**WORK INSTRUCTIONS:**
Print only the lines below, from the very first to the one containing "--detect small bubble on water", exactly as they stand. Do not print pictures.

RECORDS: Begin

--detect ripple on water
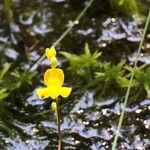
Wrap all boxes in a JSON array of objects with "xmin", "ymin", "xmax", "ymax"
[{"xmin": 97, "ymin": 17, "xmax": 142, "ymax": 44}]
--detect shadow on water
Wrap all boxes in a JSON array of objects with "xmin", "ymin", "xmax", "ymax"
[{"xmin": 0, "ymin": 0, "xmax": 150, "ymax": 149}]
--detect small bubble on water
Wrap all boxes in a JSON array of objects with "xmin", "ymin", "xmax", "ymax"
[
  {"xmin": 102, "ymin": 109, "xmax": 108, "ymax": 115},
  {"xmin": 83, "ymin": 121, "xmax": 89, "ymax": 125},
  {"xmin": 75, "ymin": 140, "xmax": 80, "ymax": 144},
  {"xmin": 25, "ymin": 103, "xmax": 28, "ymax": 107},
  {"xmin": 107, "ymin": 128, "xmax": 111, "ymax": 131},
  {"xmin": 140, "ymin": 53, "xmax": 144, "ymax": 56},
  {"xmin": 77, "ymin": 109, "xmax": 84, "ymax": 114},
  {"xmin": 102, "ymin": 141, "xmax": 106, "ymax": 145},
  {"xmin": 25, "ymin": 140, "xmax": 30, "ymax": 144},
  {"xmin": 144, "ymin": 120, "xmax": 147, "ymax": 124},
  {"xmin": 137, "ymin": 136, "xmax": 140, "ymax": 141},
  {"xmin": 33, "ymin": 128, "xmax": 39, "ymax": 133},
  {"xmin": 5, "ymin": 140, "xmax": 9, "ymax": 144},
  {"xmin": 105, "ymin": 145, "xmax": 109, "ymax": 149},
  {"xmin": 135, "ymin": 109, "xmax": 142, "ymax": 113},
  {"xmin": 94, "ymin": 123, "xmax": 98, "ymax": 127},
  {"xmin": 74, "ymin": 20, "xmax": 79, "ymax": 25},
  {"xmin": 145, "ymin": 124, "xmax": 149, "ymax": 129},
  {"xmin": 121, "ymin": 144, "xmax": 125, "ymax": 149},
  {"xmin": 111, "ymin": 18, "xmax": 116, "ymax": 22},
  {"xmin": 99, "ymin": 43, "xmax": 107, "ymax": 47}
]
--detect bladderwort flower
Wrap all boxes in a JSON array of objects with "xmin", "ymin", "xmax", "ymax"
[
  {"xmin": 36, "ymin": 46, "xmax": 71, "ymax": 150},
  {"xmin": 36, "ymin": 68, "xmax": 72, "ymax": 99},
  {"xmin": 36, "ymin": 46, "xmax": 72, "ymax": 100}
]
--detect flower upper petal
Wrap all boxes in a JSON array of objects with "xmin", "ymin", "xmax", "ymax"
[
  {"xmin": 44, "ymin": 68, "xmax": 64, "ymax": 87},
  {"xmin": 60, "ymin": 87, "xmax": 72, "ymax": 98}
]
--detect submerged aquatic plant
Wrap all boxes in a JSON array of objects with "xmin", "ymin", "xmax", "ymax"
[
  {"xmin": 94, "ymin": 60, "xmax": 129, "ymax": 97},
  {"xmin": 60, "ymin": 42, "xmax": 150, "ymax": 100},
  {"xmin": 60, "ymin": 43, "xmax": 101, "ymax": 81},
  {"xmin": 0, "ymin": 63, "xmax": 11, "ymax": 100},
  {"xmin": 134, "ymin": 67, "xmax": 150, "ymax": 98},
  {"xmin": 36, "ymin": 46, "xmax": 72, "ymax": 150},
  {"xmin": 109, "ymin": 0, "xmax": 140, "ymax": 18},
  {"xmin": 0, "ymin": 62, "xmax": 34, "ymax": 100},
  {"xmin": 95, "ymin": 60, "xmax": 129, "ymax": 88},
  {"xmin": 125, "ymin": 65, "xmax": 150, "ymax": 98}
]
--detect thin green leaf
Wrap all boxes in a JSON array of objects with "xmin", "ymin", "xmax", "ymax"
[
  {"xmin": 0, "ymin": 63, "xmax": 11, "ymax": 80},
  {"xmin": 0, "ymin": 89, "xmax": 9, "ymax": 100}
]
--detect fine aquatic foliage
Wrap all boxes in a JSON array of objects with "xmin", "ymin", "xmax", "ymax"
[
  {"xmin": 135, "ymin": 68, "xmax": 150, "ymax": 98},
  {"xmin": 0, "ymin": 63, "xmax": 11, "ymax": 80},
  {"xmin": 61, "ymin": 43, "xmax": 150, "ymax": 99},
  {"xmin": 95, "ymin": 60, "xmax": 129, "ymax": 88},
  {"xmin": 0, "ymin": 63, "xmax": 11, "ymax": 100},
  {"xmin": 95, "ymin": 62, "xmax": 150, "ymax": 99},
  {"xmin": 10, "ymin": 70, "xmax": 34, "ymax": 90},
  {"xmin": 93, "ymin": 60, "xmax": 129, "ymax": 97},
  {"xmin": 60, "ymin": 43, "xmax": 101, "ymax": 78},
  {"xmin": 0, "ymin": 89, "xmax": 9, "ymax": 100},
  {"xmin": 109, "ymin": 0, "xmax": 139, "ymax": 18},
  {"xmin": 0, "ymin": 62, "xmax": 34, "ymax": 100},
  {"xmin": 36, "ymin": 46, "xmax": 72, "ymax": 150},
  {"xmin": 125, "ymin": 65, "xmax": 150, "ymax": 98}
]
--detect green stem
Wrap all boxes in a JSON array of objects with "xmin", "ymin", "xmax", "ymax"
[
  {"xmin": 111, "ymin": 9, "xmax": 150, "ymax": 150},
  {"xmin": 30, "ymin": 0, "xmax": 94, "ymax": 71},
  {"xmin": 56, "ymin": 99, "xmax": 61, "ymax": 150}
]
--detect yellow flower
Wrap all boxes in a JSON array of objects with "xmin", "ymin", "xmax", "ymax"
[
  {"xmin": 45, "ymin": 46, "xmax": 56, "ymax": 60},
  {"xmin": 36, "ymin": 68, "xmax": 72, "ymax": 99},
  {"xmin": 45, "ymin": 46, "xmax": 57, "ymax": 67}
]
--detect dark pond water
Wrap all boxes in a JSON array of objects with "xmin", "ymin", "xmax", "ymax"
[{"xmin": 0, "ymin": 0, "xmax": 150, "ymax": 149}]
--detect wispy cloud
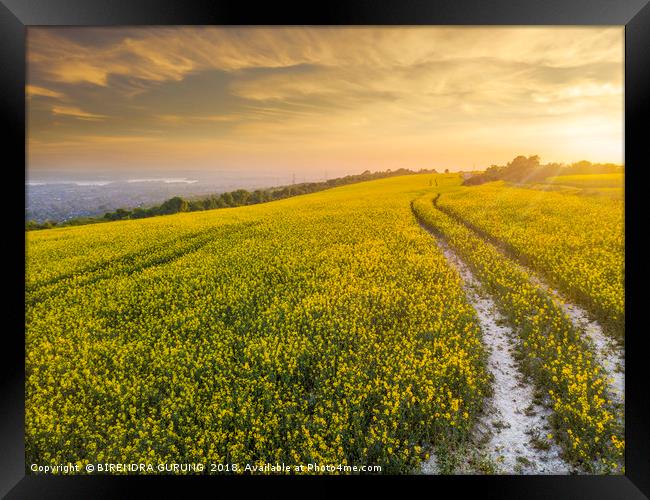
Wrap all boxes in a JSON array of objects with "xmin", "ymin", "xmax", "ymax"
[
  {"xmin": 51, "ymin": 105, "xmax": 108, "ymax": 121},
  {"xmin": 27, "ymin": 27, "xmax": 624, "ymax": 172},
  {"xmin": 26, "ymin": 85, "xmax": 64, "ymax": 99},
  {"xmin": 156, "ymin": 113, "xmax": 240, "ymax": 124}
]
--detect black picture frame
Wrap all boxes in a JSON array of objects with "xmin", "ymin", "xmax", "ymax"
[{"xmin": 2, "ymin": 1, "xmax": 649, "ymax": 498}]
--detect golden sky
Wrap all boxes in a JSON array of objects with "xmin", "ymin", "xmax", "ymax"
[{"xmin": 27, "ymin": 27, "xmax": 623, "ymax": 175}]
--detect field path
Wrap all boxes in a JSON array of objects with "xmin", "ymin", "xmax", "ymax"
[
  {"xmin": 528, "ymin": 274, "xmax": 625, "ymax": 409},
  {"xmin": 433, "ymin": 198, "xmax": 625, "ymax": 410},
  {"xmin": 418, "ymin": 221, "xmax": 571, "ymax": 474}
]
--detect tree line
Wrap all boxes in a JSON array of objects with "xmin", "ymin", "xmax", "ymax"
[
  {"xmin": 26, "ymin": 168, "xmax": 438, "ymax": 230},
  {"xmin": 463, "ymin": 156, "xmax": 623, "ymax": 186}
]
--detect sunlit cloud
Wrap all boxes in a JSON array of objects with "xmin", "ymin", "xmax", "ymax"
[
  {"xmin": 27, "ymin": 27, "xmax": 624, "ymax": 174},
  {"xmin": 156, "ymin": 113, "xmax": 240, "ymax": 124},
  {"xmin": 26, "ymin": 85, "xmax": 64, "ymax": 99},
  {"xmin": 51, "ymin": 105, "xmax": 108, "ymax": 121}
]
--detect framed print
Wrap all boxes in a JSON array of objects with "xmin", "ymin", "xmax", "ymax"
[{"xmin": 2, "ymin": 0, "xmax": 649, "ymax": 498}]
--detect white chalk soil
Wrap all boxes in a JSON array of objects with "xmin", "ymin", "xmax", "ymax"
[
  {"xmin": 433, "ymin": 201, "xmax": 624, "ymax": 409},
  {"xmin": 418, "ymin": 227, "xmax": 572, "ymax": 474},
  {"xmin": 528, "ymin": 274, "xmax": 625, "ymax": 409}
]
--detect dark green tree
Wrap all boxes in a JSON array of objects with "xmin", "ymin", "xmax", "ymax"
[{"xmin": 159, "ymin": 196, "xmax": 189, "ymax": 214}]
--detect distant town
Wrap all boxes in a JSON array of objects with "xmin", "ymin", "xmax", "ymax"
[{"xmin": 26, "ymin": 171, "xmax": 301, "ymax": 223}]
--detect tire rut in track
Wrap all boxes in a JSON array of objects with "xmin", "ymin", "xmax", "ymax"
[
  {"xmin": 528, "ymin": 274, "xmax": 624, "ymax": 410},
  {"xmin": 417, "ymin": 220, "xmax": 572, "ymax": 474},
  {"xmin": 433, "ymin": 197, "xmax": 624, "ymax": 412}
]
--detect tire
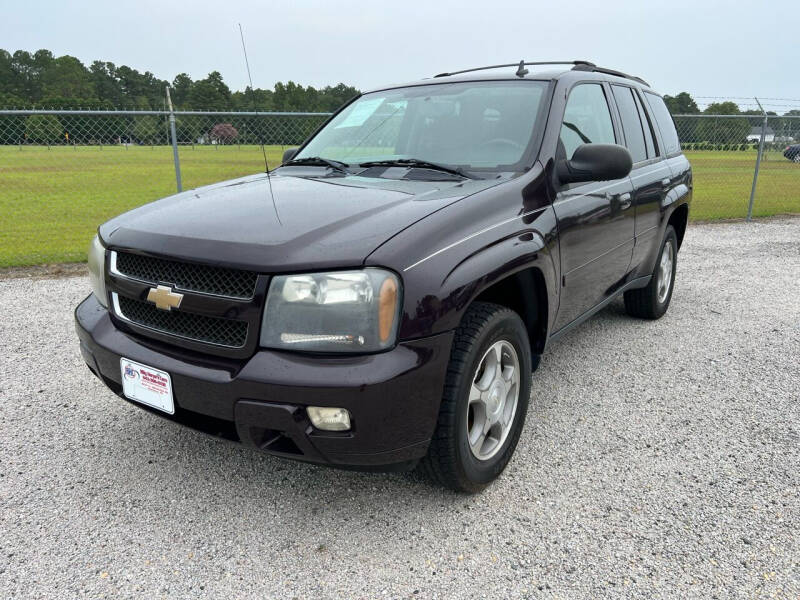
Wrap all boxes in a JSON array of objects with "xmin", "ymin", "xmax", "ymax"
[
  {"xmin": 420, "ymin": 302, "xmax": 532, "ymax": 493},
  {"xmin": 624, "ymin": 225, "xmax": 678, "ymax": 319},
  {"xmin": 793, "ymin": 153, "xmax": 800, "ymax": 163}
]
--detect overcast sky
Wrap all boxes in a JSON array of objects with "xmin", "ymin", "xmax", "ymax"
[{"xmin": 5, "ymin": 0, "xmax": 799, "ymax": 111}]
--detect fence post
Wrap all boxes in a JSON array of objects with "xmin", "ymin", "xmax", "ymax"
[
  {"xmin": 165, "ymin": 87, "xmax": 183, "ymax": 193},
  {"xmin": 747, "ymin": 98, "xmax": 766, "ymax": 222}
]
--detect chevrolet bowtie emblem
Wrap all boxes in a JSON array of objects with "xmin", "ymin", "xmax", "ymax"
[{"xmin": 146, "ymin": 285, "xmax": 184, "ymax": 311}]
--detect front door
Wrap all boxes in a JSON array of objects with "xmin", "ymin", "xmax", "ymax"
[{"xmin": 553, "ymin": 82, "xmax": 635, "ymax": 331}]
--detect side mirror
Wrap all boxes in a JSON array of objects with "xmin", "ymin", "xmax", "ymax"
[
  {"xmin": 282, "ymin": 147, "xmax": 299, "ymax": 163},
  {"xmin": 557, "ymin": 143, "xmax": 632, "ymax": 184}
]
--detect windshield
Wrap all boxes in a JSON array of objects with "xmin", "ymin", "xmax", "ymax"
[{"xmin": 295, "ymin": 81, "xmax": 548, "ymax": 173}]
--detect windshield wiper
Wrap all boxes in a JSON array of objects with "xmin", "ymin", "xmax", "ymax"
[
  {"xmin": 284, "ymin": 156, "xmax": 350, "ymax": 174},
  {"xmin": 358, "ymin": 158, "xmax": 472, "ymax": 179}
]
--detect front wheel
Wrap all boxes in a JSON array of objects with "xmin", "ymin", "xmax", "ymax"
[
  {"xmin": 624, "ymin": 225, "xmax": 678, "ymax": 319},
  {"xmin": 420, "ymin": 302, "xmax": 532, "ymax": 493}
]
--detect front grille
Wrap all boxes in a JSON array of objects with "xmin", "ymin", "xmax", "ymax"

RECORDS: End

**TASK SOLUTION:**
--detect ripple on water
Wrap all boxes in a JSON array of objects with "xmin", "ymin", "xmax", "ymax"
[{"xmin": 97, "ymin": 17, "xmax": 142, "ymax": 44}]
--detect shadow on water
Wrap all boxes in a JSON array of objects with "xmin", "ymin", "xmax", "ymax"
[{"xmin": 0, "ymin": 0, "xmax": 150, "ymax": 149}]
--detect small bubble on water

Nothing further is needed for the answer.